### SHORT PROBLEM:
Set down the material below in full, matching it exactly.

### RECORD SET:

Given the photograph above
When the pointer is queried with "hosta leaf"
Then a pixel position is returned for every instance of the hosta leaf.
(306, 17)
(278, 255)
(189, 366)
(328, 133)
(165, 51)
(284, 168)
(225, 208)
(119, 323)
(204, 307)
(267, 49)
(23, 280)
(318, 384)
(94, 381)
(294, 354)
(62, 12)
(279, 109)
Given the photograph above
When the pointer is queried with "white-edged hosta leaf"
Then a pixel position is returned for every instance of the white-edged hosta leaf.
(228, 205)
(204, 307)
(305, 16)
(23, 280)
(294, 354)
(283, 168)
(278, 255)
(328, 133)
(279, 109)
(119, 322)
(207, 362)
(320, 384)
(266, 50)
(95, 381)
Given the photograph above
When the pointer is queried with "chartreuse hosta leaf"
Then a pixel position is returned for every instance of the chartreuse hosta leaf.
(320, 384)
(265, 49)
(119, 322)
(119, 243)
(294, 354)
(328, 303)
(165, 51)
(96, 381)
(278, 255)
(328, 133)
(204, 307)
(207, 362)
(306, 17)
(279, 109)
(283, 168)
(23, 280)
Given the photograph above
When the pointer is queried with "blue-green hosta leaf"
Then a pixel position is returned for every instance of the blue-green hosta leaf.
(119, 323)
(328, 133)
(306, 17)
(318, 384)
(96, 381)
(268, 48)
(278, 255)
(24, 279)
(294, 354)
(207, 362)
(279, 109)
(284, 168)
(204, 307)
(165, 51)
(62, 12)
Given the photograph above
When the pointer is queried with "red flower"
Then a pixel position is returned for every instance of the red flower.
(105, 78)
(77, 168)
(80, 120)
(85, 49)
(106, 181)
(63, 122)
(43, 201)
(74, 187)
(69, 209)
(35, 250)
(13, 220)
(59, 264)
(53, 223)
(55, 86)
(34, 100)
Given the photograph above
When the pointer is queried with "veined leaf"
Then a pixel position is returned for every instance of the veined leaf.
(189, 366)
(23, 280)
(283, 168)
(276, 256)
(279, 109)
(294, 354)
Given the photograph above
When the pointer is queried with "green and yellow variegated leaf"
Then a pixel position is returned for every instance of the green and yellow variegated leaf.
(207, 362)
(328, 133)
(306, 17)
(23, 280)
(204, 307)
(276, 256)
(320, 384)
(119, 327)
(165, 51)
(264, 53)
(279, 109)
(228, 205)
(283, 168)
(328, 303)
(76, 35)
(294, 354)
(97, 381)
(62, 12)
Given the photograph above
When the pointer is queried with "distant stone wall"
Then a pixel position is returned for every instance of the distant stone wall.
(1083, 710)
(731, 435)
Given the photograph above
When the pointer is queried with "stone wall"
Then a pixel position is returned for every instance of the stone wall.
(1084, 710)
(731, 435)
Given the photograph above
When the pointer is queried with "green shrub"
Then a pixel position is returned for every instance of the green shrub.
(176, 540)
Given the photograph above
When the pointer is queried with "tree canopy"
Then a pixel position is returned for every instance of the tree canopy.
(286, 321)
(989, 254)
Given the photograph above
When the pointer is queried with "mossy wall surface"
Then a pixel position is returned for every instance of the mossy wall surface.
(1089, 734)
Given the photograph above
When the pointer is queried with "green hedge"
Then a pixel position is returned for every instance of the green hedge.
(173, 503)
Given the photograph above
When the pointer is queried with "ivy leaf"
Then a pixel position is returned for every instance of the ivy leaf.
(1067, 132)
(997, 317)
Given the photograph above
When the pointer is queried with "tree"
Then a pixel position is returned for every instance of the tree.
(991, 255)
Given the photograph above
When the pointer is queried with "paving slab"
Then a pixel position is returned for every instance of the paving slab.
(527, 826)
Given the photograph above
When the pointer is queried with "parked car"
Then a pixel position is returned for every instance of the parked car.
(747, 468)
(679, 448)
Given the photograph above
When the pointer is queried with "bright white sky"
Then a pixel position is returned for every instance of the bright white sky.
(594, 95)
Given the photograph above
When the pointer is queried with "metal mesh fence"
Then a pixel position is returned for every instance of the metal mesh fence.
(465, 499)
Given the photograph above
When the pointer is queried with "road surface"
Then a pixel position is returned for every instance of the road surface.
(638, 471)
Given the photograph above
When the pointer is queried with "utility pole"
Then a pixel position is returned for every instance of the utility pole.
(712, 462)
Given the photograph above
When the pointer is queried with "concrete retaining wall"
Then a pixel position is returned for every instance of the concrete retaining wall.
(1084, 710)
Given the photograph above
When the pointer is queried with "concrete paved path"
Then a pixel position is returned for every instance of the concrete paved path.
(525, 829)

### COMPLETED TASK:
Given the photograph above
When the pointer is queried with "hosta leaf"
Then a pixel position is returned for every instance of the hosta leaf.
(306, 17)
(278, 255)
(189, 366)
(328, 133)
(165, 51)
(284, 168)
(225, 208)
(119, 323)
(204, 307)
(267, 49)
(23, 280)
(318, 384)
(94, 381)
(294, 354)
(62, 12)
(279, 109)
Given the photograph above
When the pointer is queried with "white-edged hosta leaf"
Then a pixel position is returned for every instance of the white-edged hosta leaf.
(228, 205)
(204, 307)
(305, 16)
(23, 280)
(294, 354)
(283, 168)
(278, 255)
(328, 133)
(279, 109)
(119, 322)
(207, 362)
(320, 384)
(266, 50)
(95, 381)
Given the photograph above
When the pointer is queried with "chartreuse hosta leaf"
Then a pixel position is returned for every instance of the chartreuse hosta leaf.
(320, 384)
(265, 49)
(119, 322)
(119, 243)
(294, 354)
(328, 303)
(165, 51)
(96, 381)
(278, 255)
(328, 133)
(204, 307)
(207, 362)
(306, 17)
(279, 109)
(283, 168)
(23, 280)
Given the photograph above
When the pointer is queried with "blue-green hosta leaf"
Then a pixel position is returned for every instance of the blue-green hosta leaf.
(119, 323)
(328, 133)
(306, 17)
(318, 384)
(96, 381)
(268, 48)
(278, 255)
(24, 279)
(294, 354)
(207, 362)
(279, 109)
(284, 168)
(204, 307)
(165, 51)
(62, 12)
Given the photograph above
When the pointer is queried with "red flower"
Then a pixel position is returned for every instance of the red flower.
(105, 78)
(77, 168)
(80, 120)
(85, 49)
(106, 181)
(63, 122)
(43, 201)
(74, 187)
(69, 209)
(35, 250)
(13, 220)
(59, 264)
(53, 223)
(55, 86)
(34, 100)
Given the photograph above
When the pointer is queried with "veined leaf"
Then a pixel position is returned for every instance of the veined leaf.
(189, 366)
(23, 280)
(283, 168)
(276, 256)
(279, 109)
(294, 354)
Given the photograph above
When the pointer is queried with "green and yellow variegated leaf"
Then a pixel position is returned for every instance of the green and yellow variegated leaf.
(207, 362)
(328, 133)
(306, 17)
(23, 280)
(204, 307)
(276, 256)
(320, 384)
(119, 327)
(165, 51)
(264, 53)
(279, 109)
(228, 205)
(283, 168)
(328, 303)
(76, 35)
(294, 354)
(97, 381)
(62, 12)
Given the photograph above
When the pointer is queried with "distant stone wall"
Then a pixel position is returned for every instance of the distant stone wall.
(1083, 710)
(731, 435)
Given the photograph above
When the pointer is queried with "stone wall"
Then a pixel position is returned for every instance of the stone wall.
(1084, 710)
(731, 435)
Given the photograph above
When the pointer is queried with "green shrub"
Then a pixel position is returned for every instance of the green shrub.
(176, 540)
Given the photograph above
When the pointer is queried with "tree canopy"
Then a pixel position is returned for every instance of the tree canopy.
(286, 321)
(989, 254)
Given the photograph above
When the pointer is queried with "mossy wall surface"
Then a pixel position is returned for every instance of the mossy wall surface.
(1089, 734)
Given the photograph above
When the pointer is queried with "green hedge"
Then a pixel position is returned for every instance of the green hedge.
(173, 503)
Given the photograph above
When the pointer is queried with "ivy leaf"
Then a pixel position is returned for every instance of the ivy leaf.
(1067, 132)
(997, 317)
Given the photograph above
When the pointer is queried with "tree"
Then a pixel position is returned for every instance of the tree.
(991, 255)
Given the photograph above
When the pointer is queried with "paving slab"
Then a pixel position is returned for every instance of the paving slab.
(527, 826)
Given the photograph above
When the pointer is queried with "parked car"
Then a pixel position is returned for every instance of the parked car.
(747, 468)
(679, 448)
Given the photograph above
When the pointer is queried with "bright white sky"
Then a pixel position is returned for every instance of the bright white sky.
(594, 95)
Given the photograph above
When the pointer is queried with "metal mesh fence"
Then a pixel position is returned for every instance of the metal mesh fence.
(465, 499)
Given the photograph above
When the pointer is queried with "road surface"
Then a pixel position is returned for every instance of the road surface.
(638, 471)
Given the photograph above
When the pointer is queried with "utility pole"
Then a pixel position is returned for every instance of the utility pole.
(712, 462)
Given the photograph above
When the pointer is queried with "concrete retaining wall"
Then a pixel position is returned for every instance of the concrete retaining wall.
(1084, 710)
Given the photograph above
When the pointer is queried with "concrete paved path"
Then a pixel position is returned for every instance of the concrete paved path.
(525, 829)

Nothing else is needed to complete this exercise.